- Task item -
The data follows this line. Copy verbatim the line with "Where in the photo above can the streetlight" and each line after it to the end.

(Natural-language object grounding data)
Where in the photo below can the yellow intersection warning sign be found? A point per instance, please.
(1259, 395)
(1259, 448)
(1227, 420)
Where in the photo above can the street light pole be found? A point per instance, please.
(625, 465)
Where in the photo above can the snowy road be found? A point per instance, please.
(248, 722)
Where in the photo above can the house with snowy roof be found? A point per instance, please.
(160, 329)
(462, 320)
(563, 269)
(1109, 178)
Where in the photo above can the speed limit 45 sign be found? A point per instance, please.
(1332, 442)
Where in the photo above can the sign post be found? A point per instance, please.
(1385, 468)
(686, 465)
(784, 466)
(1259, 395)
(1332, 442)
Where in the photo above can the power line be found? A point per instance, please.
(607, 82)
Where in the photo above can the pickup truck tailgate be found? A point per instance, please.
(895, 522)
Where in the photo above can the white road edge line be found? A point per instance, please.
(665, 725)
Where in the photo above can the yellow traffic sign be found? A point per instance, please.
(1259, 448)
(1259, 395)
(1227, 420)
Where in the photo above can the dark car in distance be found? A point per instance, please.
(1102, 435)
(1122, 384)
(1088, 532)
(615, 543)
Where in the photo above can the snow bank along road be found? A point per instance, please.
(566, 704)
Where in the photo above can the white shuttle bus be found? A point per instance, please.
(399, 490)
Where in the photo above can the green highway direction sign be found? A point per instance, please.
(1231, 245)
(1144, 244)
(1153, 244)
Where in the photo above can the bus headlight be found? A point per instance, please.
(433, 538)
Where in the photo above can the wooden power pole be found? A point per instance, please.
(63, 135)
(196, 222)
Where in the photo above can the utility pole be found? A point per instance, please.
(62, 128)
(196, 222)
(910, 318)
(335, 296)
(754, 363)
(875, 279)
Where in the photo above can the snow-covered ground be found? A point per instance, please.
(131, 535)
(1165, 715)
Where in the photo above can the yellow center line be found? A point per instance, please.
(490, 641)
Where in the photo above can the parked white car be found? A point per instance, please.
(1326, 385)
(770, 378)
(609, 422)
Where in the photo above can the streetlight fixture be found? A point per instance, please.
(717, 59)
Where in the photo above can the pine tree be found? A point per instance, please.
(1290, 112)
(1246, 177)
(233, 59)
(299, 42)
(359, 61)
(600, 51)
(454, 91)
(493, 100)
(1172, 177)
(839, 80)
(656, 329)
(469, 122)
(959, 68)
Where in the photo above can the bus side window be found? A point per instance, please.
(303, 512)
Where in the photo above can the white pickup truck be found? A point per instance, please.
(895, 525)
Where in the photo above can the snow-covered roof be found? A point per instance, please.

- Solution for this problem -
Where in the photo above can the streetlight fixture be found? A point per instance, please.
(717, 59)
Where in the photo above can the pine tree be found? A point per instance, please.
(1290, 112)
(1246, 177)
(233, 59)
(299, 42)
(359, 61)
(600, 51)
(454, 91)
(493, 100)
(1172, 177)
(839, 80)
(656, 329)
(469, 122)
(959, 68)
Where in the photo above can the bus side window be found? A point per instance, please.
(303, 512)
Where in the photo above can the white pickup truck be found? A point per instance, please.
(895, 525)
Where in the photo above can the snow-covered roof be found? A point per instance, please.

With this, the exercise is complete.